_Opdracht_
Verzamel elke regel uit de records hieronder waarin de tekenreeks "leafy" voorkomt. Het verschil tussen hoofdletters en kleine letters telt mee.

---------- Invoer ----------

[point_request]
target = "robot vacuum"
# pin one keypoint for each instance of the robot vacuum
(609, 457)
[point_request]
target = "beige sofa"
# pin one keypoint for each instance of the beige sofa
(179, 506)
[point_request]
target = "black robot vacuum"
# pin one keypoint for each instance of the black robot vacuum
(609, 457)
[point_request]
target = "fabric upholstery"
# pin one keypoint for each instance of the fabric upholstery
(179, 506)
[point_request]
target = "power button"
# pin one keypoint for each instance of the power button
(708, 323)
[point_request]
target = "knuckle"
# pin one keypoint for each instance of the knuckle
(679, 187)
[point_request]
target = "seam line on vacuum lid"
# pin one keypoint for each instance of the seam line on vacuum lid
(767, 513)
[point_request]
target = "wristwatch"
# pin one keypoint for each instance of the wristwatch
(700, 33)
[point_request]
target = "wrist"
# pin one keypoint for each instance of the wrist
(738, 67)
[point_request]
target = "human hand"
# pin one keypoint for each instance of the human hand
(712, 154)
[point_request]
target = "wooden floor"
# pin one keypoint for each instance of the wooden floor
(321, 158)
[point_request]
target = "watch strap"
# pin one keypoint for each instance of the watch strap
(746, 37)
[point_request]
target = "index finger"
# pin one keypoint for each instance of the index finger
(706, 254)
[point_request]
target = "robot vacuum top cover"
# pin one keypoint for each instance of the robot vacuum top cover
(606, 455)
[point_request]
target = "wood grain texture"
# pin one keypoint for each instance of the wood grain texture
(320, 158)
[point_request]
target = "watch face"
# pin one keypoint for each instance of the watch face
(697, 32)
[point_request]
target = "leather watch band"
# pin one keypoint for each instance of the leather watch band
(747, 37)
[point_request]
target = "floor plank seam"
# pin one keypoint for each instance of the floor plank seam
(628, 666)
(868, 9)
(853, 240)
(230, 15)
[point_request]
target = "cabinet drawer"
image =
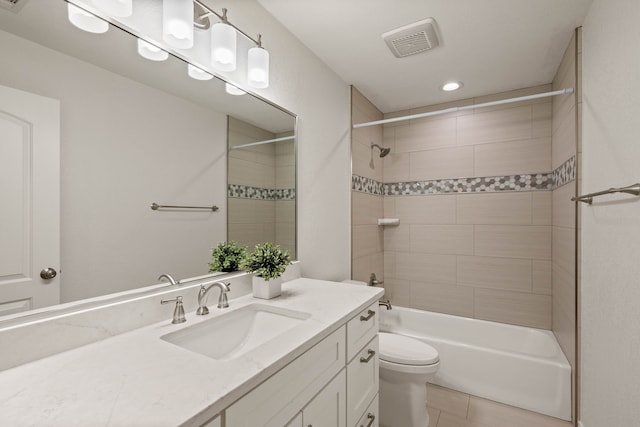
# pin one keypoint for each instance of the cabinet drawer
(361, 329)
(371, 417)
(362, 381)
(277, 400)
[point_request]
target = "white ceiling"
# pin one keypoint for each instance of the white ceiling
(490, 45)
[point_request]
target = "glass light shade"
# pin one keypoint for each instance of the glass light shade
(232, 90)
(198, 74)
(223, 46)
(258, 68)
(86, 21)
(119, 8)
(151, 52)
(177, 23)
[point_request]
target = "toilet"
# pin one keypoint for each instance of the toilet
(406, 365)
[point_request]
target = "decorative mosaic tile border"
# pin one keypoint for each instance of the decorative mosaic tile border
(565, 173)
(531, 182)
(257, 193)
(362, 184)
(562, 175)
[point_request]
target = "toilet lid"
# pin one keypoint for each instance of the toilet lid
(405, 350)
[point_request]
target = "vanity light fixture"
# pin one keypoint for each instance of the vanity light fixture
(86, 21)
(177, 23)
(151, 52)
(451, 86)
(197, 73)
(233, 90)
(223, 44)
(258, 66)
(119, 8)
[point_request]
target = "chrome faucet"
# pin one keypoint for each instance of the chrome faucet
(178, 312)
(386, 304)
(373, 280)
(169, 278)
(202, 297)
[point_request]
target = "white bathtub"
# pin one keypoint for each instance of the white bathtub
(516, 365)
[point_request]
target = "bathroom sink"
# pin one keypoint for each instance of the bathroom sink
(233, 334)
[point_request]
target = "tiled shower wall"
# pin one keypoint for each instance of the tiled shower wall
(479, 235)
(366, 207)
(478, 247)
(261, 178)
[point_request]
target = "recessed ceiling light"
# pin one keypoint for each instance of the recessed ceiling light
(451, 86)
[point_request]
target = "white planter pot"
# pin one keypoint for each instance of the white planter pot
(267, 289)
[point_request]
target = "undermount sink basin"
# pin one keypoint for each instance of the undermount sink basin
(235, 333)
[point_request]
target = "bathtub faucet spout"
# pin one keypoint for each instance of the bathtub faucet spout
(386, 304)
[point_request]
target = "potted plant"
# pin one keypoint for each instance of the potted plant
(268, 262)
(227, 257)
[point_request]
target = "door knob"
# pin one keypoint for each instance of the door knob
(48, 273)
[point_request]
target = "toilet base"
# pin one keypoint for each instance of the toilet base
(403, 404)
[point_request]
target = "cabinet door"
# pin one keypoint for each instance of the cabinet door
(371, 416)
(361, 329)
(277, 400)
(328, 408)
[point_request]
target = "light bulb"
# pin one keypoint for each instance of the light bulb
(151, 52)
(177, 23)
(223, 46)
(86, 21)
(258, 67)
(119, 8)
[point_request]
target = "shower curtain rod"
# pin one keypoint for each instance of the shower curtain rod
(268, 141)
(467, 107)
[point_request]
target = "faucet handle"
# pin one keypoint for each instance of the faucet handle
(373, 280)
(223, 302)
(178, 312)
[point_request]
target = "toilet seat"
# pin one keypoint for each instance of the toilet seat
(401, 350)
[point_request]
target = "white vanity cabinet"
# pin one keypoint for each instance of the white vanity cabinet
(334, 384)
(362, 367)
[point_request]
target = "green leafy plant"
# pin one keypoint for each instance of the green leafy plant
(227, 256)
(267, 261)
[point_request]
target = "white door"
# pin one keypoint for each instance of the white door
(328, 408)
(29, 200)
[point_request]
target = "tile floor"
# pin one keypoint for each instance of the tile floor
(450, 408)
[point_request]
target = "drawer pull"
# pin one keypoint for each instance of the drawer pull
(370, 314)
(371, 419)
(368, 358)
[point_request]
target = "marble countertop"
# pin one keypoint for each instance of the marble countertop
(138, 379)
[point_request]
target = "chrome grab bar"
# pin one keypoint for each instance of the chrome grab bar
(155, 207)
(588, 198)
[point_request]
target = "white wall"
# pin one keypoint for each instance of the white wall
(610, 311)
(301, 83)
(123, 146)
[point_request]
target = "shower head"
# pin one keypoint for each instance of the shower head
(383, 151)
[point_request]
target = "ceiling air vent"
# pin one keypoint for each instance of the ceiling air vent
(413, 38)
(12, 5)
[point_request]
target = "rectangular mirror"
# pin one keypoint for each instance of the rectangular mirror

----------

_Antwoord_
target = "green leafy plant"
# pin one keypoint for each instance of the green leafy plant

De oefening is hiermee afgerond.